>> START Supplied data

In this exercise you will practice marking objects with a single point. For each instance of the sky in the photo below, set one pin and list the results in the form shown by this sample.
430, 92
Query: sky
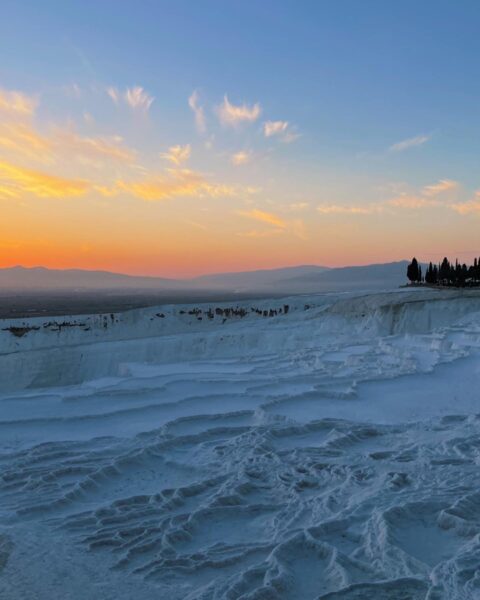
177, 138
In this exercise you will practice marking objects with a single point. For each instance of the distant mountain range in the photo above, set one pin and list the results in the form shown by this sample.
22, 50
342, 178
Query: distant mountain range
294, 280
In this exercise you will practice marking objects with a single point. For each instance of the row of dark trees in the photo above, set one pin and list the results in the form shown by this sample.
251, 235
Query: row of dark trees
445, 273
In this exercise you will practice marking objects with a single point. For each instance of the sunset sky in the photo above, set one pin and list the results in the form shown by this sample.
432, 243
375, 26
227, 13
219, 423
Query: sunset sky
182, 137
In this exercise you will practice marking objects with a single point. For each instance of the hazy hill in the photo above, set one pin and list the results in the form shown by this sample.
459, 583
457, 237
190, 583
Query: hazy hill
305, 278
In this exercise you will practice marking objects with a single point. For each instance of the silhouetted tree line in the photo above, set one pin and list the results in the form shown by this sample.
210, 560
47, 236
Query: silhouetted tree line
445, 273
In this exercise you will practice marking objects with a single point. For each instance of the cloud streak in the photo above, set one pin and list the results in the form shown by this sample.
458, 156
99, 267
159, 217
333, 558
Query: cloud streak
16, 181
234, 115
178, 154
240, 158
264, 217
403, 145
135, 97
17, 103
198, 111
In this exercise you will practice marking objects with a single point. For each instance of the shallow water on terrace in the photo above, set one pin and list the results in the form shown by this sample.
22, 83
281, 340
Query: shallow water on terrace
305, 469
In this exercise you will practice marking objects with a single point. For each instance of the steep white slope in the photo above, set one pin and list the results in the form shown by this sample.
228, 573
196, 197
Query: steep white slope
329, 452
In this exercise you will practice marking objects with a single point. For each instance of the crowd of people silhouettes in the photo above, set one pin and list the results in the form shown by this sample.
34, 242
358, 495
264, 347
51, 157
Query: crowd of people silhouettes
445, 273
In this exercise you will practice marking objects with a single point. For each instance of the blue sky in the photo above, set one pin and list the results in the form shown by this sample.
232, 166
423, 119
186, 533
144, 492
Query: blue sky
381, 101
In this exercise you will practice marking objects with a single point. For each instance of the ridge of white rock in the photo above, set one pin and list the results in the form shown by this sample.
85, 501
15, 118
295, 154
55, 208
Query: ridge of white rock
244, 451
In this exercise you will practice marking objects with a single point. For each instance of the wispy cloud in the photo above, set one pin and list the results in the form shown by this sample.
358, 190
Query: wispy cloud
264, 233
406, 201
241, 158
22, 140
418, 140
433, 195
264, 217
176, 183
444, 185
16, 181
114, 94
135, 97
233, 115
274, 128
340, 209
198, 111
17, 103
178, 154
298, 206
467, 208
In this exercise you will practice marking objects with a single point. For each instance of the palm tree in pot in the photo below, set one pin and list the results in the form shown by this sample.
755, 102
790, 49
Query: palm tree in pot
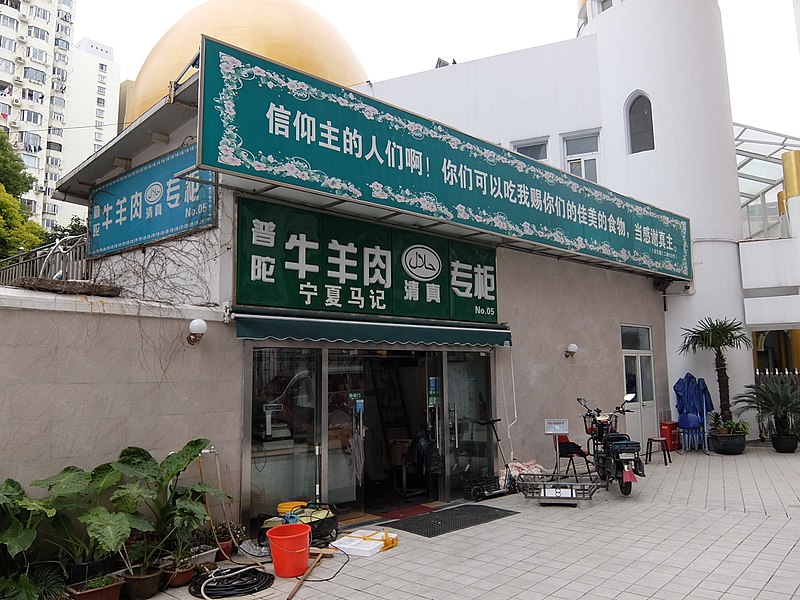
778, 408
718, 335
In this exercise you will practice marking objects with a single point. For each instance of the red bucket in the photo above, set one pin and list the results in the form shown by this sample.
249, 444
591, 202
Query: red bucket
288, 545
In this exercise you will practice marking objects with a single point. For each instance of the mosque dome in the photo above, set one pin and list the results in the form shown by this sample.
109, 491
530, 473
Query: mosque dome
286, 31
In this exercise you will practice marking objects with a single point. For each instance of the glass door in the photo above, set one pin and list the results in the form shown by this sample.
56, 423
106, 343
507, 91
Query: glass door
470, 441
285, 429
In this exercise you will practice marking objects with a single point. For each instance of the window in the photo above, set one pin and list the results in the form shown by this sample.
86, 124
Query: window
38, 33
8, 43
640, 125
31, 116
33, 95
40, 13
31, 161
535, 150
582, 154
6, 21
34, 74
37, 54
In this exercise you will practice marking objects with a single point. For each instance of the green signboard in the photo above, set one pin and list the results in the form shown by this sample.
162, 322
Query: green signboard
293, 258
266, 121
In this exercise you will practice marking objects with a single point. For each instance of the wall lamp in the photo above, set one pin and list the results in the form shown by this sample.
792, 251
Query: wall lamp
197, 327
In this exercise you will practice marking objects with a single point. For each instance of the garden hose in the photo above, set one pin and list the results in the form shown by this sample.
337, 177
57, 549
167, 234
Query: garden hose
227, 583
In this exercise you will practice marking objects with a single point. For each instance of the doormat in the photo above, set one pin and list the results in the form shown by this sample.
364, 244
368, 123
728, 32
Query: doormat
444, 521
407, 511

>> END Supplied data

Objective >> Reproduce all of the data above word for word, leaving out the pictures.

The solution >>
In this exercise you will practice marking objects with a single point. For each instance of the sky in the photo below, set one pin and list the results in the form shown by this sample.
430, 92
Query: sky
177, 138
In this exercise you will practice marking objects with a single point. For each instance of the distant mountain range in the photo above, set one pin and list the results in the form shown by this sample.
22, 50
342, 178
Query: distant mountain range
294, 280
In this exercise you will practice marking objects with a single point. For each instance of the row of dark trees in the photo above, set one pin and list the results in the form shown by this sample.
251, 235
Query: row of dark trees
445, 273
In this exercise you will practice marking objects with a single point. For each instance of the sunset sky in the photo above, set one pin and list the results in the form shown by this sample.
432, 243
375, 26
227, 13
219, 423
Query: sunset sky
182, 137
In this exercise you will practice marking objects with a single point. For each instance of the hazy hill in the photo above, set one pin and list the results in the form shown by this sample.
459, 583
457, 237
190, 583
Query: hazy hill
305, 278
In this exercise you will practice marking objects with a single point. For each instance of the silhouetted tree line in the photo above, set one pin and list the results in the form shown by this sample.
210, 560
47, 236
Query: silhouetted tree line
445, 273
In this exercise you will practice marking objects with a single point. For each instance of the cloud streak in the photo above, set one pin and list the results in the form shown by this sample.
458, 156
99, 267
159, 217
333, 558
Query: cloud streak
16, 181
234, 115
178, 154
240, 158
264, 217
403, 145
135, 97
17, 103
198, 111
In this exercise you will practice marking objects with a single point. For each instance of the shallow water on terrace in the photo above, set one pin and list the results in the form shown by this sample.
22, 83
281, 340
Query: shallow water on terrace
305, 469
In this exercise you will practice marking objects with a single point. For each instance of the steep white slope in the photo above, set one pin and list the results in the form shown by this sample.
228, 573
196, 197
Query: steep white slope
329, 452
In this exercise you will practice marking objects with a single point. For each instance of the crowd of people silhouettes in the photo above, set one pin and list the results in the form shown by this sample.
34, 242
358, 495
264, 347
51, 157
Query: crowd of people silhouettes
445, 273
In this exercise you will practice marking objects with a single point. For each instance of the blue sky in the photo above, set one pin and list the results in the form shown by this sample.
232, 166
423, 119
186, 533
144, 492
Query: blue sky
381, 101
In this exercise you will practice marking objects with a single point. For each instance of the ridge of white rock in the photo above, set one pin and list the results in the form shown by this sample.
85, 501
15, 118
295, 154
55, 208
Query: ridge of white rock
244, 451
In this exercise you will practice marking objects with a single point. For each instance of the wispy cloud in the photo above, set one pin and list the results in the form shown by this sample.
358, 190
Query: wispy cloud
264, 233
406, 201
241, 158
22, 140
418, 140
433, 195
264, 217
176, 183
444, 185
16, 181
114, 94
135, 97
233, 115
274, 128
340, 209
198, 111
17, 103
178, 154
298, 206
467, 208
In this exercise you will practice marking objects with a single point. For each instance of the palm tree in pot in the photo below, set one pin and list the results in the form shown by this sample.
755, 102
790, 49
Query: palm tree in pot
778, 408
718, 335
In this exercise you will practice marking objects with a single point. For each instance of the red bucket in the photo above, set one pin and list the results in the form shown by this sample.
249, 444
591, 202
Query: red bucket
288, 545
In this exercise you will practice marking objects with a single point. For each instance of the mosque dome in the photo above, set one pin and list the results in the form shown by this sample.
109, 491
530, 473
Query: mosque dome
286, 31
In this exercise you will practice marking objects with a single point. For each instance of the glass door in the photo above, set one pin and list the results in the form shown by this sample.
56, 423
106, 343
507, 91
Query: glass door
470, 441
285, 429
In this exercise you will practice marking objects with a single point. For each instance of the window in the photo above, set one pin and list the results in the form shown by this sample.
86, 124
Query: window
38, 33
8, 43
640, 125
31, 116
33, 95
40, 13
31, 161
535, 150
582, 154
6, 21
34, 74
37, 54
In this exercise you will practice marking objects with a single point. For each instance of the green signboard in the photo above, set one pin and list the results in the form shown by this sample.
162, 322
Query: green signboard
293, 258
266, 121
In this exercise you will practice marking objects with a single point. For each instance of the wall lamp in the photo above, set one pin and list the results in the form shown by this sample.
792, 251
Query: wall lamp
197, 327
In this exercise you will practice marking objects with a single point. For each instance of the garden hose in the photo above, set one pin and list the results in the form shown by this sample.
337, 177
57, 549
167, 234
Query: garden hose
227, 583
In this exercise you will practice marking objects with a single point. For each instance of the doormat in the photo above, set one pin and list the results in the form shown by this sample.
364, 244
368, 123
728, 32
Query: doormat
444, 521
407, 511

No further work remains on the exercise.